The input -
-=-=-

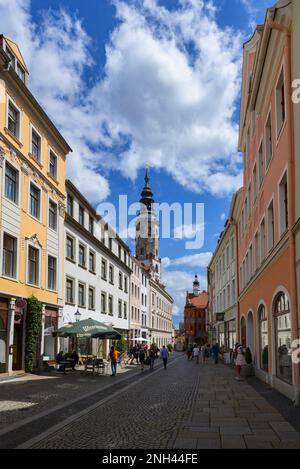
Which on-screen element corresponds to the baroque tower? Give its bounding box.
[135,168,161,279]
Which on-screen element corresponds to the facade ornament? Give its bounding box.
[26,233,42,248]
[0,147,5,168]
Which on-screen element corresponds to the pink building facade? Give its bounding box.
[237,2,300,402]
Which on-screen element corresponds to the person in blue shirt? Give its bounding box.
[212,342,220,365]
[160,345,169,370]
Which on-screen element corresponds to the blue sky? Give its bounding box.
[0,0,272,325]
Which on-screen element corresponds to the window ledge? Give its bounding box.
[66,257,76,264]
[28,152,44,169]
[4,127,23,148]
[47,171,59,184]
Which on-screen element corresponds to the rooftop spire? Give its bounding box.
[140,163,154,209]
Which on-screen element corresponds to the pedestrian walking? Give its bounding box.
[108,345,120,376]
[212,342,220,365]
[235,345,246,381]
[193,344,200,365]
[149,347,155,370]
[200,344,207,364]
[139,348,146,371]
[160,345,169,370]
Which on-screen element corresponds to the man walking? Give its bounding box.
[212,342,220,365]
[160,345,169,370]
[193,344,200,365]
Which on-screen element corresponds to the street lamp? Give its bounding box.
[74,308,81,322]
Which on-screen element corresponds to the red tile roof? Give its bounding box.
[187,292,208,309]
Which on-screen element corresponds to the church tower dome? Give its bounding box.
[135,167,161,280]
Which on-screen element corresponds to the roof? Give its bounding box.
[186,291,208,309]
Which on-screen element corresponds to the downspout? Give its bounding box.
[268,17,300,396]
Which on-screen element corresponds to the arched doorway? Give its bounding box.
[241,316,247,347]
[273,292,293,383]
[247,311,254,355]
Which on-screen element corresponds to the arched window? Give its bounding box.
[241,316,247,348]
[258,305,269,371]
[274,292,293,383]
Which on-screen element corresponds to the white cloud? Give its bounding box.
[0,0,241,204]
[162,252,212,269]
[174,223,205,239]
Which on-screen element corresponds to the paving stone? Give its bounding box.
[221,435,246,449]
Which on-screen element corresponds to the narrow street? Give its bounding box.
[0,354,300,449]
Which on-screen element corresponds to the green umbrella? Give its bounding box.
[52,318,122,340]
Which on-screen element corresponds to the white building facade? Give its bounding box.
[63,181,131,353]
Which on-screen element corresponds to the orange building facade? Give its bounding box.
[237,3,300,402]
[184,275,208,345]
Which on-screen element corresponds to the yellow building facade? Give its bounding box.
[292,0,300,348]
[0,36,71,373]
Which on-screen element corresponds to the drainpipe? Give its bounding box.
[267,13,300,398]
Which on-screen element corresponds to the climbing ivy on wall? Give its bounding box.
[25,295,43,372]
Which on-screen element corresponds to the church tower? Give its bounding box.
[193,275,200,296]
[135,168,161,279]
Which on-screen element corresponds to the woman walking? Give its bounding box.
[235,345,246,381]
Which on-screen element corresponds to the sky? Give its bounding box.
[0,0,273,327]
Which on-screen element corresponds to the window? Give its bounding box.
[16,62,25,83]
[30,183,41,219]
[5,163,19,204]
[253,165,257,202]
[254,233,260,273]
[48,256,56,290]
[78,244,85,267]
[78,283,85,307]
[67,194,74,217]
[78,206,84,226]
[119,272,123,290]
[66,277,74,304]
[266,113,273,167]
[274,293,293,383]
[108,295,114,316]
[258,144,264,187]
[28,246,40,285]
[268,201,274,251]
[260,220,266,264]
[89,251,95,272]
[258,305,269,371]
[101,260,107,280]
[109,264,114,285]
[89,287,95,309]
[66,236,75,261]
[279,173,289,236]
[276,69,285,137]
[49,199,57,231]
[101,292,106,314]
[2,233,17,278]
[49,150,57,179]
[7,100,20,138]
[89,217,94,235]
[31,128,41,161]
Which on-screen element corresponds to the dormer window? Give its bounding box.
[5,46,25,83]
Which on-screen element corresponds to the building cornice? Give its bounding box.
[65,213,132,274]
[0,54,72,154]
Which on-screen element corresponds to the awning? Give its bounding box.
[52,318,122,340]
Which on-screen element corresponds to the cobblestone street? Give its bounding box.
[1,355,300,449]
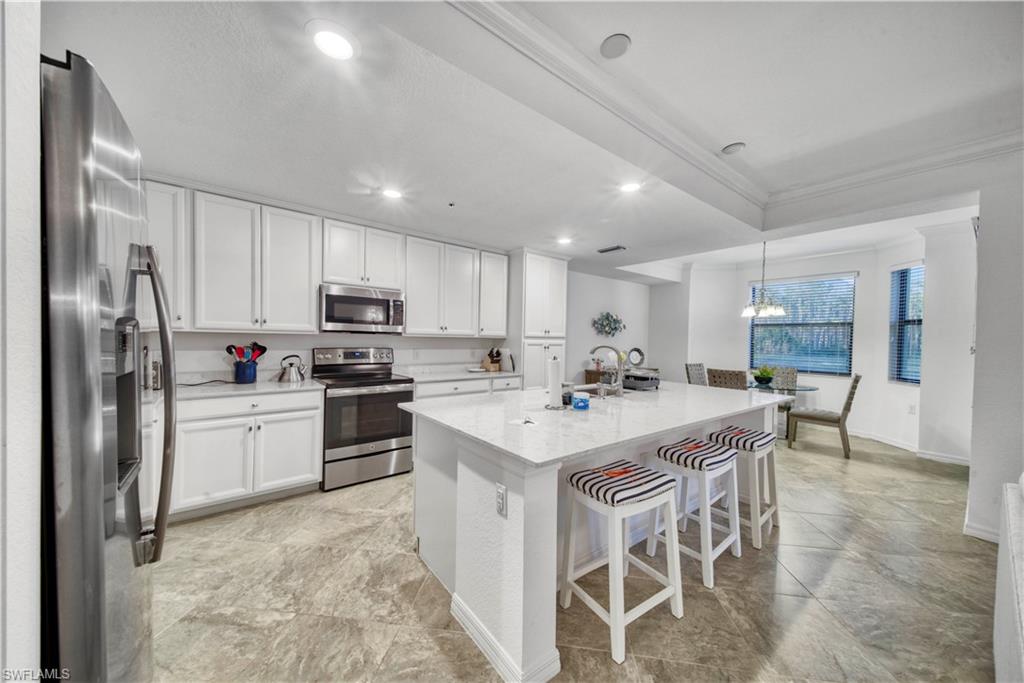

-=-=-

Exercise brief - Switch every "bounding box" to "enclosing rectangle" throughout the items above, and write out their lines again with nothing else changed. Leave out the pictures.

The result -
Which on-screen element corresponds to the baroque tower? Give its enclosing rectangle.
[135,168,161,279]
Which on-screen element corresponds to the facade ornament? Give its enclosing rectangle.
[26,233,42,248]
[0,147,5,168]
Which on-screen element corresponds to the pink building facade? Give its enclosing rectangle.
[237,2,300,402]
Which on-screen element corresponds to the person in blue shirt? Give its enclosing rectangle.
[212,342,220,365]
[160,345,169,370]
Which on-screen element corresponds to the blue sky? Give its enclosing rectangle.
[0,0,272,325]
Which on-screen element corresponds to the window ledge? Give its enclosing rectangle.
[66,257,76,264]
[28,152,44,169]
[4,127,23,148]
[47,171,59,184]
Which on-screen element corresponds to the rooftop spire? Give its enclosing rectangle.
[140,163,154,209]
Which on-screen element corresponds to the pedestrian walking? Give its enclosing rectangle.
[108,345,120,376]
[212,342,220,365]
[235,345,246,381]
[193,344,200,365]
[149,347,155,370]
[200,344,207,364]
[139,348,146,371]
[160,345,169,370]
Which on-screen element corresponds to the man walking? Give its enclosing rectangle.
[212,342,220,365]
[160,345,169,370]
[193,344,200,365]
Which on-screen element corresponds to the street lamp? Give its enclosing rectangle.
[74,308,81,322]
Which on-screen element corresponds to the red tile roof? Give its enclosing rectangle.
[187,292,208,309]
Which on-screen element corresponds to the church tower dome? Give its enclosing rectangle.
[135,167,161,280]
Which on-screen element corresponds to the roof? Give its enclosing rectangle.
[186,291,208,309]
Which on-screen element corresponds to the downspout? Give its enclosing rectangle.
[268,17,300,396]
Which on-screen element corresponds to the arched doorway? Give its enclosing rectangle.
[241,316,247,347]
[273,292,293,383]
[247,311,254,355]
Which on-screen element corresponds to the arched window? Give its enclosing rectangle.
[241,316,247,348]
[258,305,269,371]
[274,292,293,383]
Which on-screen element corresponds to the white cloud? Give its enclosing rectangle.
[0,0,241,204]
[162,252,212,269]
[174,223,205,239]
Which on-screen element corresponds to the paving stone? Give its enclosing rectangle.
[221,435,246,449]
Which on-screen element corresponds to the narrow street? Give its enclosing rectangle.
[0,354,300,449]
Which on-screen element corresponds to the green umbrella? Give its enclosing rectangle.
[52,318,122,340]
Which on-screen element corresponds to the white building facade? Give its enclosing rectangle.
[63,181,131,353]
Which on-screen element corresponds to the orange building facade? Give its enclosing rectangle.
[237,3,300,402]
[184,275,208,345]
Which on-screen element corresponds to the yellow building facade? Give its enclosing rectangle.
[292,0,300,348]
[0,36,71,373]
Which on-screen element corresponds to the drainpipe? Give its enclosing rectangle.
[267,13,300,398]
Which on-screen element corresponds to the climbing ivy on wall? Give its enclosing rectangle.
[25,295,43,372]
Which on-screen element corresponds to the church tower? Give its enclosing rectangle.
[193,275,200,296]
[135,168,161,279]
Which on-screen element corresponds to the woman walking? Give its enclosing rectangle.
[235,345,246,381]
Which on-screen element corresponds to the sky? Give its enclosing rectangle.
[0,0,273,327]
Which on-screen element corresponds to the window? Give its enclosing rectangle.
[16,62,25,83]
[30,183,41,219]
[5,163,19,204]
[253,165,257,202]
[254,233,260,273]
[48,256,56,290]
[78,244,85,267]
[78,283,85,307]
[67,194,74,217]
[78,206,84,226]
[119,272,123,290]
[66,277,74,304]
[266,113,273,167]
[274,293,293,383]
[108,295,114,316]
[258,144,264,187]
[28,246,40,285]
[268,201,274,251]
[260,220,266,264]
[89,251,95,272]
[258,305,269,371]
[101,260,107,280]
[109,264,114,285]
[89,287,95,309]
[66,236,75,261]
[279,173,289,236]
[276,69,285,137]
[49,199,57,231]
[101,292,106,314]
[2,233,17,278]
[49,150,57,179]
[7,100,20,138]
[89,217,94,235]
[31,128,41,161]
Which on-screen element corresponds to the dormer window? Give its enclosing rectangle.
[5,46,25,83]
Which on-screen element corresponds to the building cornice? Give its enclosing rectangle.
[65,213,132,274]
[0,54,72,154]
Which on-screen element corresponds to the awning? Give its enclosing rectangle.
[52,318,122,340]
Which on-screen element corresponds to the cobblestone street? Give its enclosing rectangle.
[1,355,300,449]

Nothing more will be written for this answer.